Your instructions:
In the excerpt on building a low sidecar outfit, which wheel diameter does it say has proved to be the popular dimension?

Excerpt:
——

If highest cornering speeds are known, maximum forces can be worked out. Now it is time to go low, to reduce the levers. Since one does not need the stabilizing effects of wheels, as on a solo, the first and easiest step is to reduce wheel diameter. Sixteen inches has proved to be the popular dimension. Smaller wheels offer too little resistance to driver's shock actions. Sidecar tires are available down to 12 inches (reduced air resistance is the main factor here). Small diameter tires and today's soft high-hysteresis rubber mean a high rate of wear, especially when outfits are drifted through bends. When wheel diameters are reduced, the engine must be lowered. BMW power plants are predestined for sidecar operation, because they are of low overall height. Fitting this engine in a sidecar frame, one can bring the bulky, protruding cylinders close to the ground, much closer than on a solo which has to be heeled over. But this operation calls for frame alterations, and preferably the design of a new frame, because the BMW RS was made for solo work (and was so originally laid down in 1954). A new, low frame should be longer than the original one, to accommodate the driver between engine and rear wheel, not on top of it. The steering head should be as low as possible, just high enough to give the wheel sufficient free movement. The lower the steering head, the shorter the lever at which centrifugal forces pull. When starting a sidecar chassis from scratch it is natural to build it in one piece. The design provides the best and lightest way to make the chair attachment points at locations where stresses can be absorbed best, and where connections can be reinforced by gusset plates or stiffening tubes. But a one-piece development makes it difficult to get to the engine — thus designs that feature removable tubes for easier accessibility.
When designing the frame, a triangular layout should be incorporated if possible. A triangle gives the stiffest of all constructions, and the wider the base of the triangle, the stiffer it is. "Spaceframe" is the popular name for a chassis built up of triangles and pyramids. Other items to keep an eye on when building the frame are the steering head and front fork. The fork should be as short and as strong as possible. A leading link type is easier built as a one-off than a short telescopic fork which requires special dampers, while the Earles-type fork is controlled by standard suspension units.
Coming to the driver's position, the Camathias three-wheeler is a cross between a true kneeler 'and the ordinary type. Although the driver lies on his stomach, there is no support for the lower part of his legs. Ordinary footrests take the driver's feet. On the Continent there is some discussion about the desirability of kneelers. The conventional "sit on your behind and put your feet on the rests" type is considered safer, for reasons I don't quite understand. Some people would even like to see ultra-low machines forbidden by the FIM. As I think I have demonstrated, a low outfit is the only answer to the technical demands these vehicles have set up. A low seating position results in an uncomfortable crouch, while kneeling looks more natural and also gives the driver enough freedom to move when he wants to lean in on a bend.

——

Recorded data:

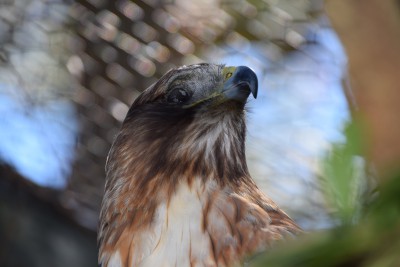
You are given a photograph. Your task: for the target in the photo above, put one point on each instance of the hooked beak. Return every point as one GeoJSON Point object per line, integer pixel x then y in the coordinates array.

——

Solved problem:
Sixteen inches.